Work instructions -
How many separate lines of the data contain "pipe"? Give the count and nothing else.
---+---
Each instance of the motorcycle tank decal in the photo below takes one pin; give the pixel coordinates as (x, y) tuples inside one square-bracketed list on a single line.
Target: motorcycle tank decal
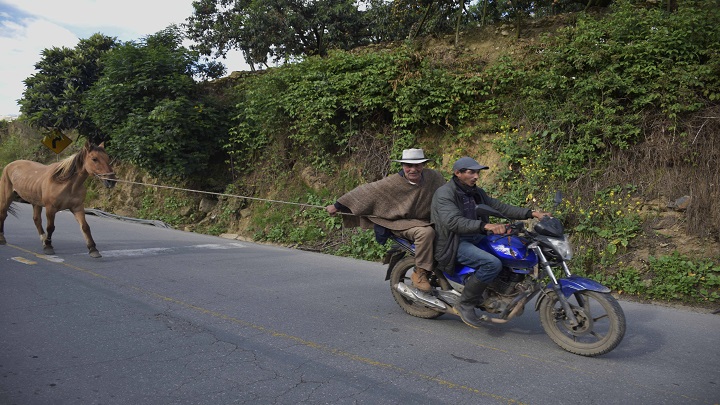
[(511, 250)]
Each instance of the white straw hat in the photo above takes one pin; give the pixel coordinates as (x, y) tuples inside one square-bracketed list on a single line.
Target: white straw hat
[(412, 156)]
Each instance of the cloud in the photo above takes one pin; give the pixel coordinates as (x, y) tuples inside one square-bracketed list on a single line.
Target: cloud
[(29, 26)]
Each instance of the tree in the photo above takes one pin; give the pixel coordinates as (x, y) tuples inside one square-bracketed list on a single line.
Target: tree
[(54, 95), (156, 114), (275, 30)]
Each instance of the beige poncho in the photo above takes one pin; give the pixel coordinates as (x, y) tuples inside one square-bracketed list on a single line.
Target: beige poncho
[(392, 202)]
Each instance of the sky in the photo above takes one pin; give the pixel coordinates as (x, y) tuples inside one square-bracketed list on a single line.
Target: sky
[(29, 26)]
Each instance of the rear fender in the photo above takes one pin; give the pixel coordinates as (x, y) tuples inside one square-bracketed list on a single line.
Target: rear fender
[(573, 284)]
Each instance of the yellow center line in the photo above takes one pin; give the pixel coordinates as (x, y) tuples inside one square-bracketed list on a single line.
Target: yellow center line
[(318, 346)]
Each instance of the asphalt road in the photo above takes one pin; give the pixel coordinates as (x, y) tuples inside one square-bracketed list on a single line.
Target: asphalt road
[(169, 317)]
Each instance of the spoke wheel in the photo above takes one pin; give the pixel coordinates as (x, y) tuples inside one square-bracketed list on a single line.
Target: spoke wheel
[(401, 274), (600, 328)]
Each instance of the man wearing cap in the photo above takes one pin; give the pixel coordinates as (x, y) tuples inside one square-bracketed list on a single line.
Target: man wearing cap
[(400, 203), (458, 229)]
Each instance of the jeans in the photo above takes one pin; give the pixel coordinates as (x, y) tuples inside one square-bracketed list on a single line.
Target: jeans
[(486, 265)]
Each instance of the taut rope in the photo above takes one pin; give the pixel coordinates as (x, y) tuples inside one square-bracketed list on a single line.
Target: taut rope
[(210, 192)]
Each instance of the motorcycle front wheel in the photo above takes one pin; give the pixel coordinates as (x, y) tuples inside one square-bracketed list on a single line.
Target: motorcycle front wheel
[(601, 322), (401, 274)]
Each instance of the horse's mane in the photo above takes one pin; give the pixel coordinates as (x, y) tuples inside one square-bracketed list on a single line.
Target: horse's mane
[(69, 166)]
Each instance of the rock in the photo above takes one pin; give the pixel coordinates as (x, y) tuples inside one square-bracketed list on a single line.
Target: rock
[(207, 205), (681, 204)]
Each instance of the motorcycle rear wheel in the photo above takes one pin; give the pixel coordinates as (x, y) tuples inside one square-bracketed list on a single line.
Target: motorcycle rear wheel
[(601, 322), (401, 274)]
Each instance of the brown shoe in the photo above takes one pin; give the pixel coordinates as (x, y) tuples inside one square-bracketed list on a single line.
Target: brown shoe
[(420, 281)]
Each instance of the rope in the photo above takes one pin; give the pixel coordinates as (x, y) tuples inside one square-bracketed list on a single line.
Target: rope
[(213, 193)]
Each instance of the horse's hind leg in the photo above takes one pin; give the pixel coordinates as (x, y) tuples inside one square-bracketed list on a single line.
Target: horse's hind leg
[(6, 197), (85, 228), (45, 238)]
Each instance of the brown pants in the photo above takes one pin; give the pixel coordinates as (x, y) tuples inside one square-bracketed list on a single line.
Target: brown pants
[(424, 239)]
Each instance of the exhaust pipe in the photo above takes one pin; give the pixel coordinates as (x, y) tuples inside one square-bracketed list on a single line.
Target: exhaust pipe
---+---
Response to the exercise -
2